Reproduce each line of the material exactly, minus any picture.

- Opening Delimiter -

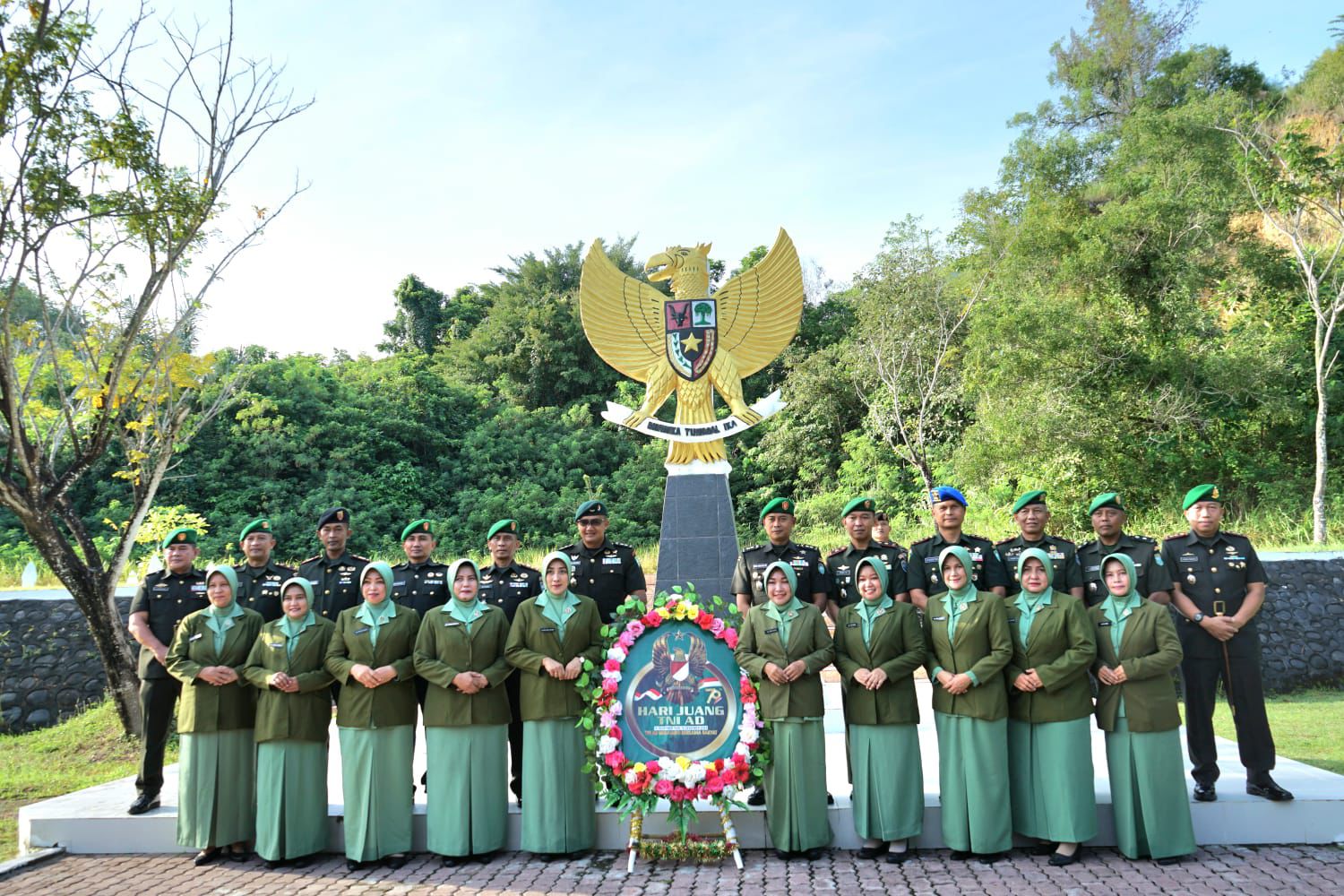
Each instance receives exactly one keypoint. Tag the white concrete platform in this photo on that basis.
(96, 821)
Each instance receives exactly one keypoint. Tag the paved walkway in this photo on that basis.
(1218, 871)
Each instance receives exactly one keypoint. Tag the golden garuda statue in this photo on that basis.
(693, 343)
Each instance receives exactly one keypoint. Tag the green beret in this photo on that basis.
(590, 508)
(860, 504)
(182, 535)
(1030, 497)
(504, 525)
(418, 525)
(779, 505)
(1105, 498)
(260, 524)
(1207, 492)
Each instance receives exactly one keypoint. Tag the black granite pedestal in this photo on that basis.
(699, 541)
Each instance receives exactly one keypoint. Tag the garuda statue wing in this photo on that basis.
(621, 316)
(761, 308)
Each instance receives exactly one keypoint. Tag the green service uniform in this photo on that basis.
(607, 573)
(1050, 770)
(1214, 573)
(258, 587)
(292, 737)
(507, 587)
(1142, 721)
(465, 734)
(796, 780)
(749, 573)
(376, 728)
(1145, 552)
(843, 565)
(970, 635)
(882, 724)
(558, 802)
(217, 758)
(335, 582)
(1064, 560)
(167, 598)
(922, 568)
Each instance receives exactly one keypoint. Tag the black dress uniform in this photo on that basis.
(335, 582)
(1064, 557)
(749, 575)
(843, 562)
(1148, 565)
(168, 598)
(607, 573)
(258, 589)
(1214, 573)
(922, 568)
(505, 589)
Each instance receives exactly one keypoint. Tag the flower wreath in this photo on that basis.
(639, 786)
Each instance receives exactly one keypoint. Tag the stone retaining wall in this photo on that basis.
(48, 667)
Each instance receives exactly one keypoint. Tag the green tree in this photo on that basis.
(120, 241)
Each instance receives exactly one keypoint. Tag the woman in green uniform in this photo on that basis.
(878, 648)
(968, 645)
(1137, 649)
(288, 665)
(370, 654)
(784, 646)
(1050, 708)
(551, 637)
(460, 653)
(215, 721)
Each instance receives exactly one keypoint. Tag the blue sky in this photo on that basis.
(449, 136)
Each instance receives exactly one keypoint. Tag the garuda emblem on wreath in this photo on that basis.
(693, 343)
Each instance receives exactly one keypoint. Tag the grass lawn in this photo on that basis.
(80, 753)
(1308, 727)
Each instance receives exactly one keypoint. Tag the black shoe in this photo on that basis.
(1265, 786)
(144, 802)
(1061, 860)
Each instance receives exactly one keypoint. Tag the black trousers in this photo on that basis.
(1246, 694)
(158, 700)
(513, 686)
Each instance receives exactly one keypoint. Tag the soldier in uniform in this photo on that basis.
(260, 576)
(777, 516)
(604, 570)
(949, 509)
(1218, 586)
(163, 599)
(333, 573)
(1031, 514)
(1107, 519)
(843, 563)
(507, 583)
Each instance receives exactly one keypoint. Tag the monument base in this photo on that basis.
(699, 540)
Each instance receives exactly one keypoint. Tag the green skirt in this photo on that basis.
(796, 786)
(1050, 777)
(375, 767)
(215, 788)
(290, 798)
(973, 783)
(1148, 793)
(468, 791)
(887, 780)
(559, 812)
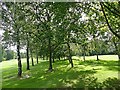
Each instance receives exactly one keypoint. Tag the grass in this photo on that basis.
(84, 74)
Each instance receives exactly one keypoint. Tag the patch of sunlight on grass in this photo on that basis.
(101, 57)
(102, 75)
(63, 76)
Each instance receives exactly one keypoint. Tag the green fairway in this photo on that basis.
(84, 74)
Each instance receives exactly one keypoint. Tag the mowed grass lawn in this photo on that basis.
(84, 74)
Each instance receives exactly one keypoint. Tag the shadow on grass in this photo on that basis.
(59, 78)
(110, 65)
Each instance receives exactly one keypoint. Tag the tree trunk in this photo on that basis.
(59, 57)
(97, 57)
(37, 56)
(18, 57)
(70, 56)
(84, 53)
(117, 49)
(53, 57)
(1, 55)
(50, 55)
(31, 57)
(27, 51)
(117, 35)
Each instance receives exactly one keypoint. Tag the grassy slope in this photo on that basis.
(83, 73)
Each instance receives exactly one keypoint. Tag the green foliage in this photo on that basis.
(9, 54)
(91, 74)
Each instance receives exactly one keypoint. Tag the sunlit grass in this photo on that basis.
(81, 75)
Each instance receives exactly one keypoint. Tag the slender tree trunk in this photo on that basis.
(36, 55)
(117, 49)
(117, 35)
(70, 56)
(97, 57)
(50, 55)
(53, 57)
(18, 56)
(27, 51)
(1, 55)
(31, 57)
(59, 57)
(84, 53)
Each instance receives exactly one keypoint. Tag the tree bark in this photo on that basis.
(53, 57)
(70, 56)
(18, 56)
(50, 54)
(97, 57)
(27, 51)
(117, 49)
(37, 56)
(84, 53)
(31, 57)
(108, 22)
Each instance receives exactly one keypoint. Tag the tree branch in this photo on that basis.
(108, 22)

- Closing Delimiter -

ANSWER BELOW
Each instance receives exactly one keypoint. Tag the white concrete platform in this photo on that basis.
(96, 821)
Each instance receives exactly one keypoint. Tag the paved walkway in this photo on that basis.
(1218, 871)
Each instance receives exactly one keypoint. Tag the golden garuda statue in this photo on that basis.
(693, 343)
Each instance receives exactly one keypoint. Tag the green beret in this photo on that basis.
(590, 508)
(860, 504)
(182, 535)
(1030, 497)
(504, 525)
(418, 525)
(779, 505)
(1105, 498)
(260, 524)
(1207, 492)
Each instance receives exactly one keypoint. Tag the black granite pedestal in this photo on that basis.
(699, 541)
Each instance receives exactly one keypoint. Tag the garuda statue wing in this photo on that basis.
(621, 316)
(761, 308)
Each instance receives exactly one keypoint. Tag the green service uniform in this photo on that basis.
(607, 573)
(1050, 770)
(1214, 573)
(258, 587)
(292, 737)
(507, 587)
(1142, 721)
(465, 734)
(796, 780)
(749, 573)
(376, 728)
(1145, 552)
(843, 565)
(970, 635)
(882, 724)
(558, 802)
(217, 758)
(335, 582)
(1064, 560)
(167, 598)
(922, 568)
Each instance receives exactly one keypoint. Tag the black dress uniform in this photo on that basis.
(335, 582)
(1064, 557)
(749, 575)
(843, 562)
(1148, 565)
(168, 598)
(607, 573)
(258, 589)
(1214, 573)
(922, 568)
(505, 589)
Each instance receives exactly one keypoint. Tag the flower wreath in this photo on that basis.
(639, 786)
Each instance receives exactly one keypoint. Tag the stone retaining wall in this photo on that basis.
(48, 667)
Each instance receives exactly one keypoint. Tag the green tree in this photo on that basis.
(120, 241)
Each instance receives exactly one keypoint. Tag the woman in green uniform in this photo on that basis.
(878, 648)
(968, 645)
(1137, 649)
(288, 665)
(370, 654)
(784, 646)
(1050, 708)
(551, 637)
(460, 653)
(215, 721)
Each instance receives exactly one keypoint. Tag the blue sky in this photo on that basis.
(449, 136)
Each instance receives exactly one keypoint. Tag the garuda emblem on wreath in this photo on that basis.
(693, 343)
Each instance receives exactly one keypoint. Tag the grass lawn in this photo on that basis.
(80, 753)
(1308, 727)
Each instance receives exactly one keypoint. Tag the black shoe in this photo on that basis.
(1265, 786)
(144, 802)
(1061, 860)
Each instance receives exactly one keypoint. Tag the black trousers in this photo on that basis.
(1246, 694)
(158, 700)
(513, 686)
Each instance receives exactly one keypoint. Tag the soldier in uniform in this photo on that basis.
(260, 576)
(777, 516)
(604, 570)
(949, 509)
(1218, 586)
(163, 599)
(333, 573)
(1031, 514)
(1107, 519)
(843, 563)
(507, 583)
Each instance receives exactly one keypoint. Tag the monument base in this photo on that basis.
(699, 540)
Each instance receives exactly one keypoint. Tag the green skirt in this photo on that basis.
(796, 786)
(1050, 777)
(375, 767)
(215, 788)
(290, 798)
(973, 783)
(1148, 793)
(468, 791)
(887, 780)
(559, 812)
Each instance receives exactly one keypoint. Tag the grass in this photo on that basis.
(84, 74)
Each instance receives exactly one keypoint. Tag the patch of sunlight on grass in this photo on that basis.
(101, 57)
(102, 75)
(63, 76)
Each instance receives exactly one keypoint. Tag the green fairway in this photo on that basis.
(84, 74)
Each instance receives exactly one keypoint. Tag the mowed grass lawn in this photo on that basis.
(84, 74)
Each instance receives exactly one keypoint. Tag the shadow on grass in this photo on that basis.
(59, 78)
(110, 65)
Each instance receives exactly one keypoint. Tag the tree trunk in this photo on that basis.
(59, 57)
(97, 57)
(37, 56)
(18, 57)
(70, 56)
(84, 53)
(117, 49)
(53, 57)
(1, 55)
(50, 55)
(31, 57)
(27, 51)
(117, 35)
Each instance receives exactly one keypoint. Tag the grassy slope in this photo on that basis.
(83, 73)
Each instance receives exactly one keypoint. Tag the green foliage in this photo on that basis.
(9, 54)
(91, 74)
Each instance receives exactly one keypoint. Tag the sunlit grass in this photo on that basis.
(81, 75)
Each instance receives exactly one keypoint. Tag the slender tree trunk in this photo on that basis.
(36, 55)
(117, 49)
(117, 35)
(70, 56)
(97, 57)
(50, 55)
(53, 57)
(18, 56)
(27, 51)
(1, 55)
(31, 57)
(59, 57)
(84, 53)
Each instance receives exactly one keypoint. Tag the tree bark in this photo on that basis.
(53, 57)
(70, 56)
(18, 56)
(50, 54)
(97, 57)
(27, 51)
(117, 49)
(37, 56)
(84, 53)
(31, 57)
(108, 22)
Each instance receives exactly one keypoint. Tag the tree branch in this photo on that basis.
(108, 22)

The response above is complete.